(Data supplied):
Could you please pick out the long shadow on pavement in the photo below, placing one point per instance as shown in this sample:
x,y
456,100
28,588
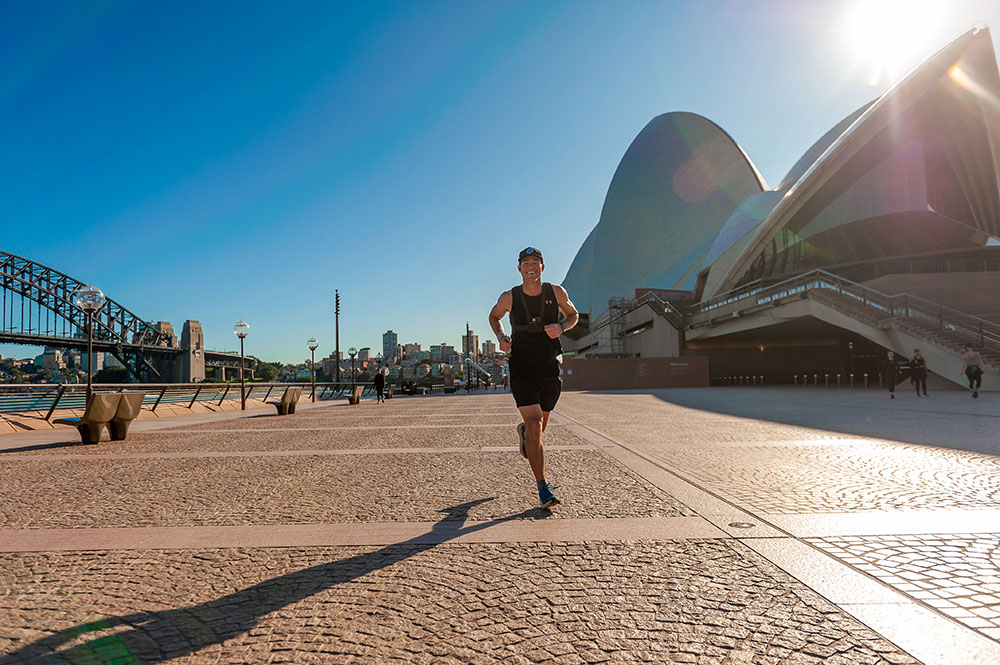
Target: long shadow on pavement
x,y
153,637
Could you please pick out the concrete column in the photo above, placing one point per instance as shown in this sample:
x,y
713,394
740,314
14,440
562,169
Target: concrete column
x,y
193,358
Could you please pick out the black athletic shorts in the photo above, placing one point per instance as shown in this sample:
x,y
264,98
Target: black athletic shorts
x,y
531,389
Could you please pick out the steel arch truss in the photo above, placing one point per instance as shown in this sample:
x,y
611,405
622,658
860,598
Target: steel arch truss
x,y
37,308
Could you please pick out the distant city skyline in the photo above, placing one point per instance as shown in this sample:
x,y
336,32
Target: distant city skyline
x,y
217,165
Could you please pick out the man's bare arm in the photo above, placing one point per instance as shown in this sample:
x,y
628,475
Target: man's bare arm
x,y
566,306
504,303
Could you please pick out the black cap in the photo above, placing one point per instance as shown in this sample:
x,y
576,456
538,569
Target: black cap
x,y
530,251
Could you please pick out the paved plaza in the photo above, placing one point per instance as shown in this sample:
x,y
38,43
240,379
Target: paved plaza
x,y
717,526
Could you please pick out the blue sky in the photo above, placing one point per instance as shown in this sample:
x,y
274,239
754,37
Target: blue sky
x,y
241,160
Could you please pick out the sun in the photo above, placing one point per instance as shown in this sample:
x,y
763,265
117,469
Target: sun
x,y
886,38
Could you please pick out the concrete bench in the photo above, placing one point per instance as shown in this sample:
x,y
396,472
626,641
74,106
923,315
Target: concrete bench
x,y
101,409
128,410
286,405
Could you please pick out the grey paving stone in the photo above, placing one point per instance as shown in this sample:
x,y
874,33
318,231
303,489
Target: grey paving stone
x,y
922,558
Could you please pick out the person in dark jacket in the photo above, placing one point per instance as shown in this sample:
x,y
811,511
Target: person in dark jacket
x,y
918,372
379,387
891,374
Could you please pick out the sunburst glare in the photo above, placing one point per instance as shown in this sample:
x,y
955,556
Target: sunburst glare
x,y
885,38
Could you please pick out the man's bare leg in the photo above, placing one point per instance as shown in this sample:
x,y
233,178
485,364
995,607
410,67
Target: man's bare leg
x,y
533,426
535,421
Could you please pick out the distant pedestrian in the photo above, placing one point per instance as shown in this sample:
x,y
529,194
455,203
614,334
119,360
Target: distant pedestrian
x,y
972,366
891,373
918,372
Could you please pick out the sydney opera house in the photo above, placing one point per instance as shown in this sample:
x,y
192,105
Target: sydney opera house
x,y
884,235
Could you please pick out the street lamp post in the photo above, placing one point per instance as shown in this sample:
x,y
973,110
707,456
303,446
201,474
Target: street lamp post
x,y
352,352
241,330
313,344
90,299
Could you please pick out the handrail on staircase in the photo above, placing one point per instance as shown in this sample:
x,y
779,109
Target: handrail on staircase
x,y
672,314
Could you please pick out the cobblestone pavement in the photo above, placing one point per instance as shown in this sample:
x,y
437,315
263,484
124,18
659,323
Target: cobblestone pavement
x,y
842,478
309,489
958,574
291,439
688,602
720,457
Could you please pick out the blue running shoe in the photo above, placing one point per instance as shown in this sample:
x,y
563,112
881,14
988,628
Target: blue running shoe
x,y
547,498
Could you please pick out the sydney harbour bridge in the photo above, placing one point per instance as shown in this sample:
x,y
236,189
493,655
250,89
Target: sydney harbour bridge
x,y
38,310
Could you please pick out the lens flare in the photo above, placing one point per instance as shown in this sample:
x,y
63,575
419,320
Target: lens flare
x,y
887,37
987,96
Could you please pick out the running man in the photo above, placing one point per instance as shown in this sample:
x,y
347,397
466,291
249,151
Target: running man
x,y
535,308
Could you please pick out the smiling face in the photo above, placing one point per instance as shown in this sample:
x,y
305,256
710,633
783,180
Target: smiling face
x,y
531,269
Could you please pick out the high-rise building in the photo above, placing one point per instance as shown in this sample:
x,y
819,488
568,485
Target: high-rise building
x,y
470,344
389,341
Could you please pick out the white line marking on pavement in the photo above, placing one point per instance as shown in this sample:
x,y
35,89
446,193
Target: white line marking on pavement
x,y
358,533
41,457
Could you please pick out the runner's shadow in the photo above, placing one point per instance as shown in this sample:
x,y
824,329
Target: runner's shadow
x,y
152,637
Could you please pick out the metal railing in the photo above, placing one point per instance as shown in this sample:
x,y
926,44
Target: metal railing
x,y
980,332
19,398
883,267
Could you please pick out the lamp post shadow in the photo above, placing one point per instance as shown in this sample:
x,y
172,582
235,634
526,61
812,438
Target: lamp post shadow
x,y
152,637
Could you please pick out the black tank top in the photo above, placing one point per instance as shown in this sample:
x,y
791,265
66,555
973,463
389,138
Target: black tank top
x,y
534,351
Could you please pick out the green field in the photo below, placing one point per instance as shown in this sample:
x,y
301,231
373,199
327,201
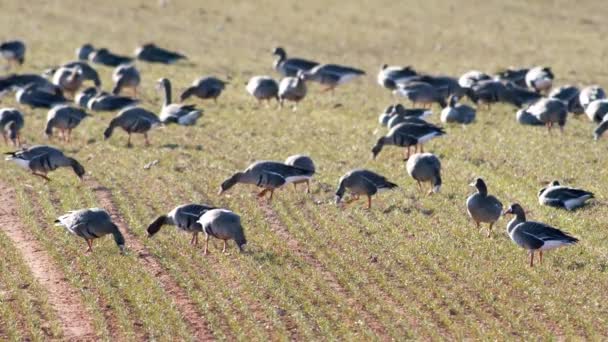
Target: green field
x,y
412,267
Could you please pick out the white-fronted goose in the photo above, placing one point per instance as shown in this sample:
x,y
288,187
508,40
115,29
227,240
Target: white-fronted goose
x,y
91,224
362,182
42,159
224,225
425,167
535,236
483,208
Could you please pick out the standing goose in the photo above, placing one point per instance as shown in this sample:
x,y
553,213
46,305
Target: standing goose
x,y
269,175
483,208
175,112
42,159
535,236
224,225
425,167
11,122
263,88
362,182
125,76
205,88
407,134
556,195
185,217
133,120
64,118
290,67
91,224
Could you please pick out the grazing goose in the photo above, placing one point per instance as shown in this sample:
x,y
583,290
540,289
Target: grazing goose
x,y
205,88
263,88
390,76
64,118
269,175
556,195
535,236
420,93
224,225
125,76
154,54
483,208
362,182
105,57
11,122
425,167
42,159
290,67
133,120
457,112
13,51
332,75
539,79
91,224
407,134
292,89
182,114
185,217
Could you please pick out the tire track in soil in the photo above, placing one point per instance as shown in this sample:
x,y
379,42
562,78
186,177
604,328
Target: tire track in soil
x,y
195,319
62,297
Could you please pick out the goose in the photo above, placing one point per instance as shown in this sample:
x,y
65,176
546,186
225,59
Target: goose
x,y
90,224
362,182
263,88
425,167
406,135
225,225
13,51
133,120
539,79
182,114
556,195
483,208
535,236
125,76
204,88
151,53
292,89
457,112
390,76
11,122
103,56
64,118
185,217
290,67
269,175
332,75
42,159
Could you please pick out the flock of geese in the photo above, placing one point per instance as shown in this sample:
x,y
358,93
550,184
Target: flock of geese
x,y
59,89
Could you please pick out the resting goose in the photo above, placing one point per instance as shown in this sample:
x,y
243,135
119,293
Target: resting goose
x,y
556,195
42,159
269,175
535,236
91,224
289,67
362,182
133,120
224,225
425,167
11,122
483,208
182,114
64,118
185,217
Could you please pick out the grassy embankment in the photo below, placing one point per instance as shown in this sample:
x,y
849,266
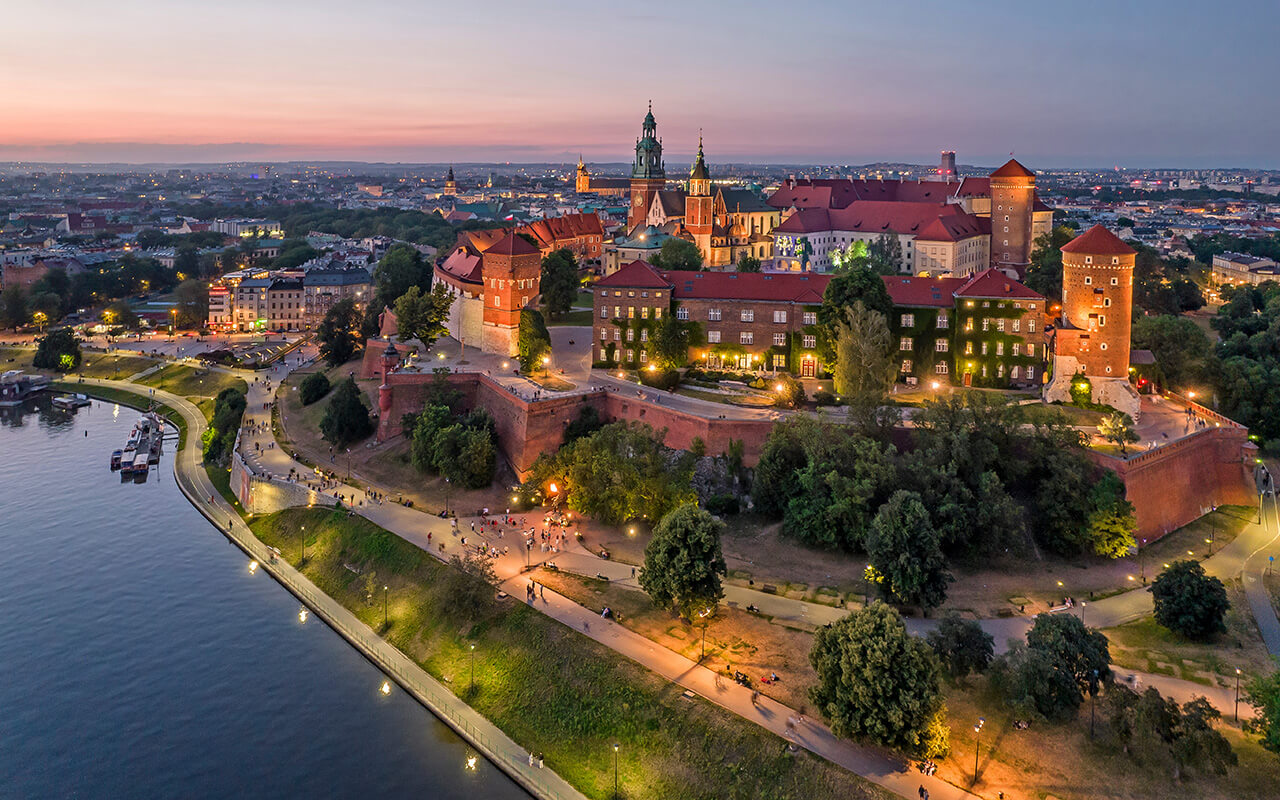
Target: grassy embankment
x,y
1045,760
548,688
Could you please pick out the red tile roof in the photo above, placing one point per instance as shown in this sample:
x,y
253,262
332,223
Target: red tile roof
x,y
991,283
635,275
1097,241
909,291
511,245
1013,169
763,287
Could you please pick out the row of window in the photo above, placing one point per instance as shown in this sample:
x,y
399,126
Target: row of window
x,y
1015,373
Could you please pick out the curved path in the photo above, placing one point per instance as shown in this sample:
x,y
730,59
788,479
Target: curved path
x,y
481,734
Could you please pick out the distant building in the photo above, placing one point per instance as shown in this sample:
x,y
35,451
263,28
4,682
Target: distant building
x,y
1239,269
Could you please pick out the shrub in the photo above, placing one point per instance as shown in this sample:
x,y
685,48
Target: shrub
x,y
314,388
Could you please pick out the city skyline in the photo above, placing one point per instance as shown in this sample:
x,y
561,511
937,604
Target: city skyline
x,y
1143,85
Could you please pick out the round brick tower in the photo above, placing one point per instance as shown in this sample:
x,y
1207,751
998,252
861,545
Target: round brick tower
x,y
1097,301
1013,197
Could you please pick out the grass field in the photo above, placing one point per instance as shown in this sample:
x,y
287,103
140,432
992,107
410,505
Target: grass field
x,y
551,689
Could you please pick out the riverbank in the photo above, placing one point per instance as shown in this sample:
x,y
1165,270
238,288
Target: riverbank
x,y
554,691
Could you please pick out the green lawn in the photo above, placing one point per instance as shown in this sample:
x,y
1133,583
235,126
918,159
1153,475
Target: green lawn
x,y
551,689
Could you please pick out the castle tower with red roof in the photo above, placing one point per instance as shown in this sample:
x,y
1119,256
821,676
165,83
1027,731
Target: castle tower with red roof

(Task statement):
Leave out every line before the one containing "Could you please pick out the riverbank"; set down that line and all remaining lines of the material exactly.

(Reply to the exercise):
Could you please pick out the riverbank in the photo above, placing one point per instance as shown in this sample:
x,y
1165,270
238,288
Target: riverbank
x,y
554,691
Could you please pick out the green lawn in the photo above, placing one point per instance as shown in this sample:
x,y
1133,583
235,126
918,159
1153,475
Target: green lawn
x,y
551,689
Could you please pick out the castle tower with red roof in the photo above, placing one point per instance as shown in this sample:
x,y
1119,256
821,676
165,83
1027,731
Target: castle tower with red roof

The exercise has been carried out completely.